The data:
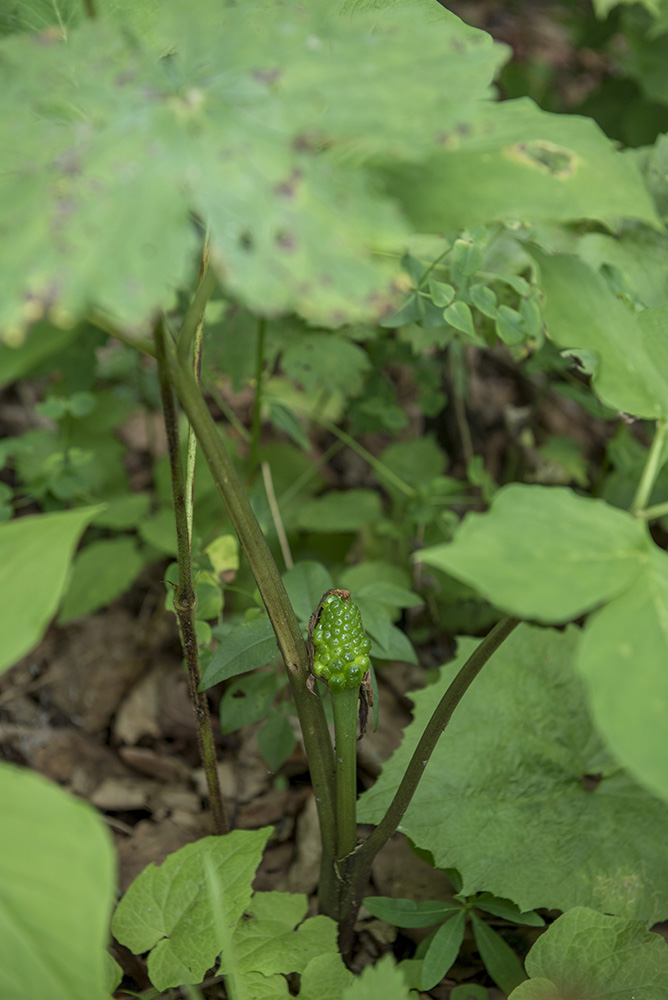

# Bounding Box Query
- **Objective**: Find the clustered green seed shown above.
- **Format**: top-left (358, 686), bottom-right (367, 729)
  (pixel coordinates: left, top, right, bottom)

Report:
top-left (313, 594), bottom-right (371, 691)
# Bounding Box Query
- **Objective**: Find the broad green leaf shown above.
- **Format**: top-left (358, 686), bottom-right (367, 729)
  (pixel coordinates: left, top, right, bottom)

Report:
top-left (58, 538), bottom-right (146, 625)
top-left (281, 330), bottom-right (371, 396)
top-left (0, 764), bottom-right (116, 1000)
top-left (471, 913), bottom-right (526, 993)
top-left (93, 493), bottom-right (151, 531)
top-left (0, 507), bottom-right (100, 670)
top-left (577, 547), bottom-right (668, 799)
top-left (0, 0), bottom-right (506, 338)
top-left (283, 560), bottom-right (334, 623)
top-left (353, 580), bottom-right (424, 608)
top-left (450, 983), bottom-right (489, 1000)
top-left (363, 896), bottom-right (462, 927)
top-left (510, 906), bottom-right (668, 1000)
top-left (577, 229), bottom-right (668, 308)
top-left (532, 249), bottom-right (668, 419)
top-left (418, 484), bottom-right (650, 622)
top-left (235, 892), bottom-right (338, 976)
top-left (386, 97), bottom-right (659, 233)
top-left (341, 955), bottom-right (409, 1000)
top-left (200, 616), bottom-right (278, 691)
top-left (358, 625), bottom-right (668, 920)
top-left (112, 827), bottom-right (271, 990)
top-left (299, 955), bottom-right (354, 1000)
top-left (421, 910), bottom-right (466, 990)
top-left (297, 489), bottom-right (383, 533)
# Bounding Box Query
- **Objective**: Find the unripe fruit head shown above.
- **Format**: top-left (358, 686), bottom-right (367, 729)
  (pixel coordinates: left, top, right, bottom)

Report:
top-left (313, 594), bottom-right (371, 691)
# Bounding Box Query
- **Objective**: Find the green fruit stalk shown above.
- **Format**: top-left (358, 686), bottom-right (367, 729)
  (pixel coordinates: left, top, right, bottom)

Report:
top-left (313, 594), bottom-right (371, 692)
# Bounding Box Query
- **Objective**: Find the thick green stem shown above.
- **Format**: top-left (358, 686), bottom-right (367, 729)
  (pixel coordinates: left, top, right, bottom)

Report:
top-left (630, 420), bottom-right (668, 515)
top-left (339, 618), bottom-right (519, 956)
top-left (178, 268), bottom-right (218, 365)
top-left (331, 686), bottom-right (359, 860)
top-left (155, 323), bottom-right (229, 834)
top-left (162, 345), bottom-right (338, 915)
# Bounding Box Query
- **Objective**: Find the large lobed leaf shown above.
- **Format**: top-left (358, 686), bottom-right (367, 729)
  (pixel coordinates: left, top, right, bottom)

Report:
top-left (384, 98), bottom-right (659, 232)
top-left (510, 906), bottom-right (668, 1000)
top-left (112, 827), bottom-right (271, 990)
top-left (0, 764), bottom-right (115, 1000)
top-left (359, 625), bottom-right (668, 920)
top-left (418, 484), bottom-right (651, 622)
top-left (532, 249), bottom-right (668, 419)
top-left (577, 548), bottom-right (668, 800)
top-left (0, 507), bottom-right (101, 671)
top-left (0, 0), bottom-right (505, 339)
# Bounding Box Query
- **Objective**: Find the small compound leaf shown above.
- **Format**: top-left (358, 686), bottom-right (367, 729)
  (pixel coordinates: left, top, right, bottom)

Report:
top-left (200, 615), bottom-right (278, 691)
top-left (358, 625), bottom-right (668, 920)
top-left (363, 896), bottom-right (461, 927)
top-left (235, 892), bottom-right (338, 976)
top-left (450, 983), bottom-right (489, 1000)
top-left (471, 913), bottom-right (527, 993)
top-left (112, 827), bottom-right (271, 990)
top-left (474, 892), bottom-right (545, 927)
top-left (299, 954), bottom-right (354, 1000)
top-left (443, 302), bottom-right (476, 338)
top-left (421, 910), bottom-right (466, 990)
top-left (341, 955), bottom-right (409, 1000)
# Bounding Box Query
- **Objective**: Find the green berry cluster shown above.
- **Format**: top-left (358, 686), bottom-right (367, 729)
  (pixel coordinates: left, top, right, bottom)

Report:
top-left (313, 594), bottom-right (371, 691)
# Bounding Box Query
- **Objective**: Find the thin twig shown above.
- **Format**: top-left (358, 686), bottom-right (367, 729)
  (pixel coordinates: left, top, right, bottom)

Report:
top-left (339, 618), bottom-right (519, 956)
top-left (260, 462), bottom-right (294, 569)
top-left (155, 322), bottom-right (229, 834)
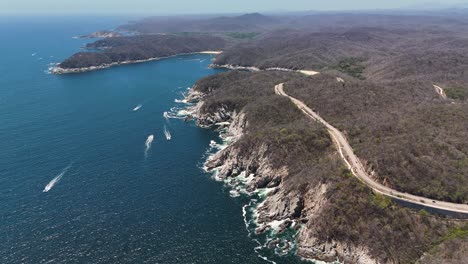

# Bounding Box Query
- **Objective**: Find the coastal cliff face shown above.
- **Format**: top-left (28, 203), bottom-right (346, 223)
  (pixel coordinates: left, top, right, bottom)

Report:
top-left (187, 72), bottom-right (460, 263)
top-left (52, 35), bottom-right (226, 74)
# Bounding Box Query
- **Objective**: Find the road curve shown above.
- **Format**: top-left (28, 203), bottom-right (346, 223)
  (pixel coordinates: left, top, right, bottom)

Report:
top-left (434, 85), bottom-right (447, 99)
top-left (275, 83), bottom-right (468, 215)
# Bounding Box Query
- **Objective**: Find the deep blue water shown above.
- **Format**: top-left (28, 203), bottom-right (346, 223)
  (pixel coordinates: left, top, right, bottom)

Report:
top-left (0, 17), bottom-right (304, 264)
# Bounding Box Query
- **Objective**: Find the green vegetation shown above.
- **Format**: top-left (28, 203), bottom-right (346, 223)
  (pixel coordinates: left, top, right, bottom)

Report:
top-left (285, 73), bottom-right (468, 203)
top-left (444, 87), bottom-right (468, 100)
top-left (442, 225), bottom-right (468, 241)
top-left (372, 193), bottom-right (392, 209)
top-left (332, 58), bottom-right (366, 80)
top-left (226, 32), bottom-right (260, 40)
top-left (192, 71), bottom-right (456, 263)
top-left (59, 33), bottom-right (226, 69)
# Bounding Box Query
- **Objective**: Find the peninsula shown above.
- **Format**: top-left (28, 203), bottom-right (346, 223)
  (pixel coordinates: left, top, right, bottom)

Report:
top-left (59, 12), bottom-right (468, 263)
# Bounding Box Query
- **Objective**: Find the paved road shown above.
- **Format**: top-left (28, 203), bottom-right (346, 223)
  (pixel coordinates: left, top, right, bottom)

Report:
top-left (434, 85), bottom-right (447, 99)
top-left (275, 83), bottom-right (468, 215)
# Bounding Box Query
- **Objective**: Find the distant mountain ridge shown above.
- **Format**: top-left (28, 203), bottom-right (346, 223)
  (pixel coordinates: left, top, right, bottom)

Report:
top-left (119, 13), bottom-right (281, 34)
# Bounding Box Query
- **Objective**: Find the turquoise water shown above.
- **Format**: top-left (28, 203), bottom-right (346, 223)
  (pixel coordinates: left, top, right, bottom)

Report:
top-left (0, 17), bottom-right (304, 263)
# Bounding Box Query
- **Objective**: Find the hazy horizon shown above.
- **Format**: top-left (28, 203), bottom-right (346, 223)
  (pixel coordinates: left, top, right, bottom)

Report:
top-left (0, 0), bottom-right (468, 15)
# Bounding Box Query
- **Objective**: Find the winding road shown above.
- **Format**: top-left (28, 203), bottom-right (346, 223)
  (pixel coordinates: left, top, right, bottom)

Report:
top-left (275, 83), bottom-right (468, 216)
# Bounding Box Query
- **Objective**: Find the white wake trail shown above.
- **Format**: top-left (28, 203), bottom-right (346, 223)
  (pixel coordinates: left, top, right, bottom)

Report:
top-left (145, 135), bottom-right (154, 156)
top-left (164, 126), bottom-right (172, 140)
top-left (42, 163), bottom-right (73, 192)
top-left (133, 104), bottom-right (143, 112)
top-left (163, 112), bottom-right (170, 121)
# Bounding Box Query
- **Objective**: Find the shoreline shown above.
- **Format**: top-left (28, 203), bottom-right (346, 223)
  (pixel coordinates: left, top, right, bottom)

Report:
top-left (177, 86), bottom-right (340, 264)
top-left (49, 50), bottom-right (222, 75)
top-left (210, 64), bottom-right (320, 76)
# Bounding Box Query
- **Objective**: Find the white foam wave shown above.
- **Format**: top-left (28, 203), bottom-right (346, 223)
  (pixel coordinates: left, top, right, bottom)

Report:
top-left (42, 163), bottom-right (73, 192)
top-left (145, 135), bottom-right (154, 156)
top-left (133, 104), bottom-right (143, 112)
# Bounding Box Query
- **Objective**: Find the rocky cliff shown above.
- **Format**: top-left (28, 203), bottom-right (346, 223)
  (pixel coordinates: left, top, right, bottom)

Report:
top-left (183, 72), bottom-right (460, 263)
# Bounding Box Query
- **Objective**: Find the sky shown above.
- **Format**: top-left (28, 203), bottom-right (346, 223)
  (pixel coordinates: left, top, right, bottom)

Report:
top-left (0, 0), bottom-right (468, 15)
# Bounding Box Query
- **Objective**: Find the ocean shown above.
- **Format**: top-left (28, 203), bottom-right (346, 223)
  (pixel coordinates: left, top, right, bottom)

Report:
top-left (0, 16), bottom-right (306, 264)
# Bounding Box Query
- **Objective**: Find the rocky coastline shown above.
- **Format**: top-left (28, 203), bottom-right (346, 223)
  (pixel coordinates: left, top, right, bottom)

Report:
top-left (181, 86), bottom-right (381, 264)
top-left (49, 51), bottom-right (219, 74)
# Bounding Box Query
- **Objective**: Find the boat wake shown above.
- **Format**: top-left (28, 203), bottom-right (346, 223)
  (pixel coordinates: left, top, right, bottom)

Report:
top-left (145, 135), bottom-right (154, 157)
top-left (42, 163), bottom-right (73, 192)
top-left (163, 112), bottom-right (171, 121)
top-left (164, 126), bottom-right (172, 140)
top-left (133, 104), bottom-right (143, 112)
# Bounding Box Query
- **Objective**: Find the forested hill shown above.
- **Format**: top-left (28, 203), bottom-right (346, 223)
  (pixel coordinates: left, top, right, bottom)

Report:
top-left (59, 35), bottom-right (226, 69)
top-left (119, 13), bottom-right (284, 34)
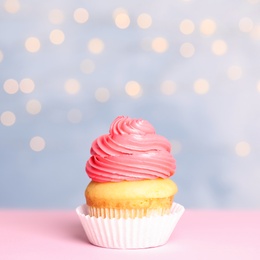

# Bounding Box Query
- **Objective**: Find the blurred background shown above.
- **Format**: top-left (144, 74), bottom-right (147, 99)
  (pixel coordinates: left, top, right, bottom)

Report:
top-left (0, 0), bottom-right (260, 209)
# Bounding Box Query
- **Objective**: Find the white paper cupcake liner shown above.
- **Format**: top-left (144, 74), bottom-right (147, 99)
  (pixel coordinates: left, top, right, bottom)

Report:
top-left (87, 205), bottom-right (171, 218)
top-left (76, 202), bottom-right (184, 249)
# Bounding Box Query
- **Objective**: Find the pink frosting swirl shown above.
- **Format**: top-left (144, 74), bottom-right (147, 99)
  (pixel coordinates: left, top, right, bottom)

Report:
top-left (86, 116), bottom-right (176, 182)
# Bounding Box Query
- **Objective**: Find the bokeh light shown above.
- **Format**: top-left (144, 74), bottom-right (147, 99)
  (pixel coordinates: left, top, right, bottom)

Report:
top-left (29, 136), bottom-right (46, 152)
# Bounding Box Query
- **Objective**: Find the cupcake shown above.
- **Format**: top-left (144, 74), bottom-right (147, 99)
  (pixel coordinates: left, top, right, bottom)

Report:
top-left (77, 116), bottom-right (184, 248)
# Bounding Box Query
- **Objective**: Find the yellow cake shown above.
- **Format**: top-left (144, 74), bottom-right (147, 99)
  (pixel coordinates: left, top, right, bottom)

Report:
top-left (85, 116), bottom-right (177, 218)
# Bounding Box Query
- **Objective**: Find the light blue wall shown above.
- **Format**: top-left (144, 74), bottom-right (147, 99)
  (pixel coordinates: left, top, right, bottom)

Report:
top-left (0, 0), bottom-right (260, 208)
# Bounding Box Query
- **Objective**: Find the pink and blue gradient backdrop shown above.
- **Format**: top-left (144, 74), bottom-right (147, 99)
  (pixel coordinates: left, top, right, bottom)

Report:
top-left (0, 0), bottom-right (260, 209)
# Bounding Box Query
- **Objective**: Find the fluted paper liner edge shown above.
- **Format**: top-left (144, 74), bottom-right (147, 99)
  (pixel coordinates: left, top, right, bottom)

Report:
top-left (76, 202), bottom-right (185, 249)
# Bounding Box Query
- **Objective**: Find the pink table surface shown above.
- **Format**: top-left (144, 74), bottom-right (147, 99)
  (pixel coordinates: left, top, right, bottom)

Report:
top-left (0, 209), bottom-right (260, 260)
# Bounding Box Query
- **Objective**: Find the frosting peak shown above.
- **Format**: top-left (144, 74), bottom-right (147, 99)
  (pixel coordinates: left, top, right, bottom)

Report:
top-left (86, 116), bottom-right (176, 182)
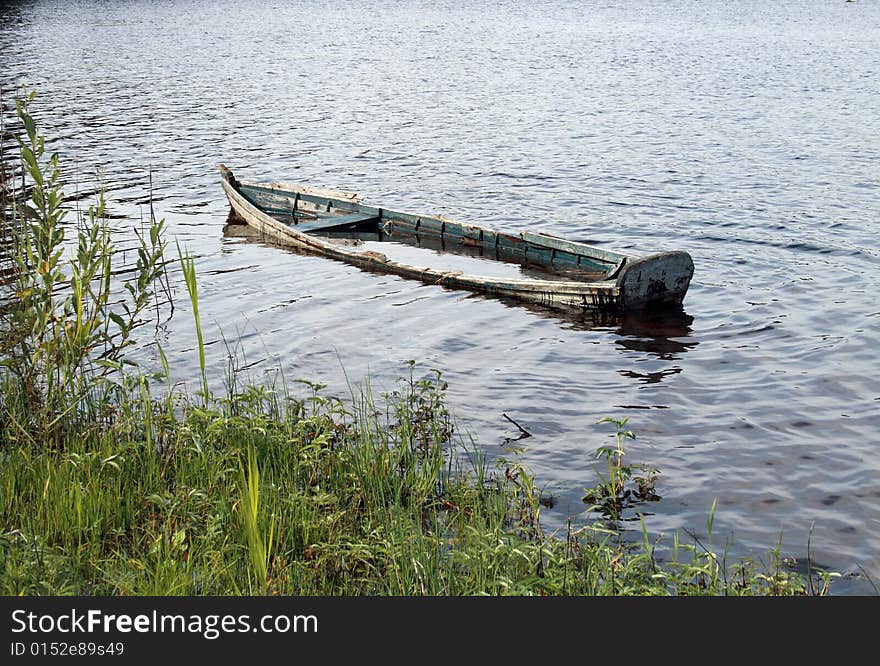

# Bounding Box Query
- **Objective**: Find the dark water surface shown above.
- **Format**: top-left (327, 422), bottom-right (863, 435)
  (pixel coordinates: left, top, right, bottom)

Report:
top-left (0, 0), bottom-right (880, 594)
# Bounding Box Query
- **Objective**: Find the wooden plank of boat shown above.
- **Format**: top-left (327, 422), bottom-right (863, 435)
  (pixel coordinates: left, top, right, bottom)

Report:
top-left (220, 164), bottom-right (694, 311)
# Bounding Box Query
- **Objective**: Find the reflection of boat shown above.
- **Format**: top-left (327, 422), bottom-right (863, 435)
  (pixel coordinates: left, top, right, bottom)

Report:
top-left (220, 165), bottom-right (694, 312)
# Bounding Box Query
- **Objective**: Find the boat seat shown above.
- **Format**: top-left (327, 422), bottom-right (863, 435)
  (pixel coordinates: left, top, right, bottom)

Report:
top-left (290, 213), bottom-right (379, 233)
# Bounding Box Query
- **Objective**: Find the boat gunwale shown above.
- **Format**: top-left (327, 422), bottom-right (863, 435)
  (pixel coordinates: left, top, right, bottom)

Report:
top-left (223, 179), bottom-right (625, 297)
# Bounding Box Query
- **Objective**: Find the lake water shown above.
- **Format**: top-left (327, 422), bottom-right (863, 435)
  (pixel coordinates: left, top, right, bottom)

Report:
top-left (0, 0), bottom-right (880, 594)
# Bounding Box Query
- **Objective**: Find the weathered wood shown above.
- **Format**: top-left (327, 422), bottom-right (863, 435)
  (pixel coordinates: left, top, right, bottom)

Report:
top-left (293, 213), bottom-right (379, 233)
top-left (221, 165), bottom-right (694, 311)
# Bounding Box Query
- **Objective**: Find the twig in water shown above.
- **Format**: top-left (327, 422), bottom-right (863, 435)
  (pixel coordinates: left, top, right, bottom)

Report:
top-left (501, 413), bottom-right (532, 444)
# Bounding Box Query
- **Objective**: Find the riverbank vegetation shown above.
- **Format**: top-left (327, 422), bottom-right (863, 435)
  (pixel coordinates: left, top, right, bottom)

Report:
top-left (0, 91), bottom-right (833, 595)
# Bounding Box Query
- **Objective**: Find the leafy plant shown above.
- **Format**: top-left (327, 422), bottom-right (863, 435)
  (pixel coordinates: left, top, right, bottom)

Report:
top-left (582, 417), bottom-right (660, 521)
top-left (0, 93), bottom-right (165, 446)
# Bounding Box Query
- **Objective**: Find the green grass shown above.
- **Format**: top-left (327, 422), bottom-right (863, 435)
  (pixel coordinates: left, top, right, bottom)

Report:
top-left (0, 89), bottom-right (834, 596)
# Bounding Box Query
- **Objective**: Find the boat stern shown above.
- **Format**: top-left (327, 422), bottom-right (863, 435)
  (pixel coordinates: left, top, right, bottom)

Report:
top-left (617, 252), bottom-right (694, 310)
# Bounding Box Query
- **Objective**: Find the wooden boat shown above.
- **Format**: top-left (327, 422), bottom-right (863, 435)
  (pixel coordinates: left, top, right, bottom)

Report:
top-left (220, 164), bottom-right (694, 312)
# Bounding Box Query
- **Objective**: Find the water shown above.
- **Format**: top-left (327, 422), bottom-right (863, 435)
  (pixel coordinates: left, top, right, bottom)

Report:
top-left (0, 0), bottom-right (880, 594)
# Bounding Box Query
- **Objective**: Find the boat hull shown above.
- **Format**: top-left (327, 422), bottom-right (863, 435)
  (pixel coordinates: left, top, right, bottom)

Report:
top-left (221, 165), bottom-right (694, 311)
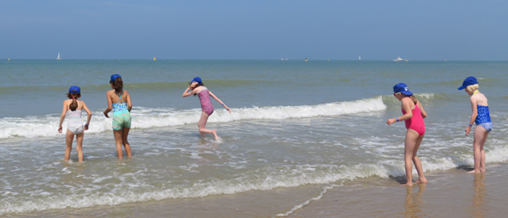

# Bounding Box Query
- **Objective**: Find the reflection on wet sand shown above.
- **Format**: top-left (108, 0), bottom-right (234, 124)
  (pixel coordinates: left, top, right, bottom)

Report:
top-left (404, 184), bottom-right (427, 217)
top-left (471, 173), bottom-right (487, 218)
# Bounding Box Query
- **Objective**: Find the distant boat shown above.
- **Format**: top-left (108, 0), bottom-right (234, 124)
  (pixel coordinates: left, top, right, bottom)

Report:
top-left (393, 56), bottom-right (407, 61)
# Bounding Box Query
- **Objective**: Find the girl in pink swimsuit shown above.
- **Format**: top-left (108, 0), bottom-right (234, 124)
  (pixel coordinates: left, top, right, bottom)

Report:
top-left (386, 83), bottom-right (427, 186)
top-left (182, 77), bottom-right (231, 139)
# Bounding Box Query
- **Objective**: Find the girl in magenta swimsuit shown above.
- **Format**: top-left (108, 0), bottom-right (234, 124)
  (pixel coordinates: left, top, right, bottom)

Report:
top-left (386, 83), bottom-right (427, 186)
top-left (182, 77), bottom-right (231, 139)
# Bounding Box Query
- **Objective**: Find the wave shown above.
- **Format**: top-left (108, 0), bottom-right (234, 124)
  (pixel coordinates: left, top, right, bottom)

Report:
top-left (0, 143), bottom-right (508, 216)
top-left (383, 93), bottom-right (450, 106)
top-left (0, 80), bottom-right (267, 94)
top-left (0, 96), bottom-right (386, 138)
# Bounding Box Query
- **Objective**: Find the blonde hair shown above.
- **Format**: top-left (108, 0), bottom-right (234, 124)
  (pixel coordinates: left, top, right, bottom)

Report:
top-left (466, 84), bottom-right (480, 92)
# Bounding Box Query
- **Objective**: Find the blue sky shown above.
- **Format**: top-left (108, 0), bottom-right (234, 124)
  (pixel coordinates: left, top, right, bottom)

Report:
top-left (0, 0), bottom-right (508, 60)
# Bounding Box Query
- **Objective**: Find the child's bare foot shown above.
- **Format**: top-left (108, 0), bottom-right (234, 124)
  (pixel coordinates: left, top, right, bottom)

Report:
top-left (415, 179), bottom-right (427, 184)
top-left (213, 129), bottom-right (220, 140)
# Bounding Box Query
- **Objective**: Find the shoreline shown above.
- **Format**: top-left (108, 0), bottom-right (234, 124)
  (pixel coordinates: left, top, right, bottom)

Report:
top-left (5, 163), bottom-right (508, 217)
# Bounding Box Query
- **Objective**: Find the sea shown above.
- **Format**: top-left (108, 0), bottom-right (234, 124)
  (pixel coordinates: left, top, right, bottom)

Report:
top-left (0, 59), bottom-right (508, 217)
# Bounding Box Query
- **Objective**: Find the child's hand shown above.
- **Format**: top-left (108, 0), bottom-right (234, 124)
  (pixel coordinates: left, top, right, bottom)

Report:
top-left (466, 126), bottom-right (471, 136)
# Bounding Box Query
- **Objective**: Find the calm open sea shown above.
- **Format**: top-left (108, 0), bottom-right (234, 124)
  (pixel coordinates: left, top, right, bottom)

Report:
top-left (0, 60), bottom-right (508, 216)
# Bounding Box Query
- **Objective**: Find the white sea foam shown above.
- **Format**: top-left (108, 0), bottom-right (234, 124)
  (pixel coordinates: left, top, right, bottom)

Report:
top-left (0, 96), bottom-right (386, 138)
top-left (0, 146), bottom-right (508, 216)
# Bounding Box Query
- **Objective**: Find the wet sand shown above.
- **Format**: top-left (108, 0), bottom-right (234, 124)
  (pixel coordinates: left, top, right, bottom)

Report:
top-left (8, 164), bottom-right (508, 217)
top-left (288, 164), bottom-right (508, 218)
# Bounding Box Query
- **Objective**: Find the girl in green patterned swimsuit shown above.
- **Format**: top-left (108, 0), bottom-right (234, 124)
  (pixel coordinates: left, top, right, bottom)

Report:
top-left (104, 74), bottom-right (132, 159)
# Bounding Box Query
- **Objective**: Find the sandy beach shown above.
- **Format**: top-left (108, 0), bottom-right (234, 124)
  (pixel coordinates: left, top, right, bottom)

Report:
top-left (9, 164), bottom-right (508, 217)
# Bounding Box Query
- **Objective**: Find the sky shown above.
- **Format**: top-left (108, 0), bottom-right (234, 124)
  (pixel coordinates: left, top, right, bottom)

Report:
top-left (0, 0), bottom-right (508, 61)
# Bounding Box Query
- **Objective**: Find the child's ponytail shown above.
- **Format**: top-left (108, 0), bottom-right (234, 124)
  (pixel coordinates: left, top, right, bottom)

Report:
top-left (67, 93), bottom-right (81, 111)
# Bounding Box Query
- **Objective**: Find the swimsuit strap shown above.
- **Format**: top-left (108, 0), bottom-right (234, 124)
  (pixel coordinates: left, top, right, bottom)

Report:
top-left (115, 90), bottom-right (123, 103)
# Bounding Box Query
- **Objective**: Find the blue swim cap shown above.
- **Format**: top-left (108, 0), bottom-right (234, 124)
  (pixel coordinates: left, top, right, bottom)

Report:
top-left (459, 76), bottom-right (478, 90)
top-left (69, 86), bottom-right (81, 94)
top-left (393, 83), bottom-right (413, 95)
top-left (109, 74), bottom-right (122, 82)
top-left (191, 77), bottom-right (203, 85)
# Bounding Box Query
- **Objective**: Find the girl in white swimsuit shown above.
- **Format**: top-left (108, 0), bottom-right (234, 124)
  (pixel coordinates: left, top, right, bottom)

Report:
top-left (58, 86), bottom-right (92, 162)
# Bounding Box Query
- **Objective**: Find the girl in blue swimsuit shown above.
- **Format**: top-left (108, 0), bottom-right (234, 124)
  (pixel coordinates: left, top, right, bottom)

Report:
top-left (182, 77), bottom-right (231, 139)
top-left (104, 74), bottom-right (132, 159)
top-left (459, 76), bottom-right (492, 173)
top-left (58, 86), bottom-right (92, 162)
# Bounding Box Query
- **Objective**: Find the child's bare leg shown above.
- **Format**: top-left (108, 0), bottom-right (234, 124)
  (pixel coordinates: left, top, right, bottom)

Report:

Request: Pull out each line of the records above that contains the word "water", copying those lines in their original order.

Result of the task:
- **Objective**: Find the deep blue water shown above.
- **Objective**: Find the turquoise water shown above.
- **Objective**: Find the dark water surface shown above.
- **Objective**: Find the lake water shown above.
- **Objective**: Find the twig in water shown above.
- **Objective**: Find the water shown above.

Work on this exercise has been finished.